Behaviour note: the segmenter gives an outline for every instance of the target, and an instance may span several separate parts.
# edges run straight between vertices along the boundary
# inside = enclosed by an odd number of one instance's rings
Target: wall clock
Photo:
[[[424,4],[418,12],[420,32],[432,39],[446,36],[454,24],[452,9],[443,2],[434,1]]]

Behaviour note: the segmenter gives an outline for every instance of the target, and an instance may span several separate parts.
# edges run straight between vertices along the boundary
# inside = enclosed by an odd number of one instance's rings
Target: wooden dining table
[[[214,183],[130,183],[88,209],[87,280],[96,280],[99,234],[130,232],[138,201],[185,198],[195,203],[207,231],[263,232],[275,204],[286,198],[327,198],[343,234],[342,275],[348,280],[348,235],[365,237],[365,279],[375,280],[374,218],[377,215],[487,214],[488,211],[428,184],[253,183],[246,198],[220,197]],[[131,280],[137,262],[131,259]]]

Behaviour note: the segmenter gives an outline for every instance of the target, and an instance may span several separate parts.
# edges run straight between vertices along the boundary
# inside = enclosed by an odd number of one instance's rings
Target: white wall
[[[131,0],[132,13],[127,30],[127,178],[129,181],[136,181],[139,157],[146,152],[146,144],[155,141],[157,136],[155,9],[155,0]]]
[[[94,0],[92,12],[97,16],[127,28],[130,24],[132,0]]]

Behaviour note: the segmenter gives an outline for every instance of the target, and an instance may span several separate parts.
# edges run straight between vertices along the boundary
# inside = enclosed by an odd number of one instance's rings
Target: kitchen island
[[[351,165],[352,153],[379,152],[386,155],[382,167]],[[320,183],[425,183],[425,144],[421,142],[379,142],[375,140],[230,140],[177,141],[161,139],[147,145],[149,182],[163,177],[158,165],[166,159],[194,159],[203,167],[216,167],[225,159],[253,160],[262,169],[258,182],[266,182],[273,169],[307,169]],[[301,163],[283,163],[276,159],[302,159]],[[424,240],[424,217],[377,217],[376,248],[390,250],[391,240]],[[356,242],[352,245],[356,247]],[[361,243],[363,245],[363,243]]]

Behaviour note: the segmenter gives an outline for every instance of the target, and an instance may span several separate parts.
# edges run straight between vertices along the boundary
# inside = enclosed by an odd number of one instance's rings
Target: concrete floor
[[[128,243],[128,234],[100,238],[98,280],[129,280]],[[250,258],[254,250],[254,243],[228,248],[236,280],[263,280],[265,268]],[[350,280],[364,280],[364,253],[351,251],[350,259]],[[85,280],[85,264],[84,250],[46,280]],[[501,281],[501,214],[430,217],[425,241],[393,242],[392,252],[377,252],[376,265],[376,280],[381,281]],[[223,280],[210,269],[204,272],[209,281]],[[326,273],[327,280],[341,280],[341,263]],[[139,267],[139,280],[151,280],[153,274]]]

──────

◆ WORK TO DO ◆
Rewrite all the rows above with "segmenter" changed to "labeler" everywhere it occurs, keeping every other character the same.

◆ TASK SOLUTION ◆
Behaviour note: the labeler gives an outline for every instance of the target, and an instance may span several separate parts.
# edges run straight between vertices along the boundary
# inside = enclosed by an odd number of one instance's rings
Target: wall clock
Photo:
[[[424,4],[418,12],[420,32],[432,39],[446,36],[454,24],[452,9],[443,2],[434,1]]]

Behaviour note: the labeler gives an outline for every instance of the target, and an instance may span several separate parts.
# edges run straight between vertices along the boundary
# inside = enclosed by an odd number of one instance's rings
Target: wooden dining table
[[[214,183],[130,183],[88,209],[87,280],[96,280],[99,234],[130,232],[138,201],[185,198],[195,203],[207,231],[263,232],[275,204],[286,198],[327,198],[343,234],[342,275],[348,280],[348,235],[365,237],[365,279],[375,280],[374,218],[377,215],[487,214],[488,211],[428,184],[253,183],[246,198],[220,197]],[[131,280],[137,262],[131,259]]]

Behaviour note: the labeler gives an outline for every instance of the target, and an instance may span several separate parts.
# edges run straight between vertices along the boundary
# inside = enclosed by an odd number of one instance's rings
Target: white wall
[[[131,0],[132,13],[127,30],[127,178],[129,181],[136,181],[139,157],[146,152],[146,144],[155,141],[157,136],[155,9],[155,0]]]
[[[94,0],[92,12],[97,16],[127,28],[130,24],[132,0]]]

Behaviour note: the labeler gives an outline for every instance of the target, and an instance may span several separate parts.
# edges run straight between vertices along the boundary
# inside = enclosed by an odd number of one instance's rings
Target: kitchen island
[[[351,165],[352,153],[379,152],[386,155],[382,167]],[[320,183],[425,183],[425,144],[421,142],[379,142],[375,140],[230,140],[177,141],[161,139],[147,145],[149,182],[163,177],[158,165],[166,159],[194,159],[203,167],[216,167],[225,159],[253,160],[262,169],[258,182],[266,182],[273,169],[307,169]],[[301,163],[283,163],[276,159],[302,159]],[[424,240],[424,217],[377,217],[376,248],[390,250],[391,240]],[[356,242],[352,245],[356,247]],[[361,243],[363,245],[363,243]]]

Behaviour note: the labeler gives an outline for every instance of the target, and an instance may span several separate parts.
# edges run straight between vertices along the boundary
# inside = enclosed by an odd number of one instance's rings
Target: concrete floor
[[[128,243],[128,234],[100,238],[98,280],[129,280]],[[250,258],[254,250],[254,243],[228,248],[236,280],[263,280],[265,268]],[[350,280],[364,280],[364,253],[351,251],[350,259]],[[85,280],[85,264],[84,250],[46,280]],[[501,281],[501,214],[430,217],[425,241],[393,242],[392,252],[377,252],[376,265],[376,280],[381,281]],[[223,280],[210,269],[204,272],[209,281]],[[326,273],[327,280],[341,280],[341,263]],[[139,267],[139,280],[151,280],[153,274]]]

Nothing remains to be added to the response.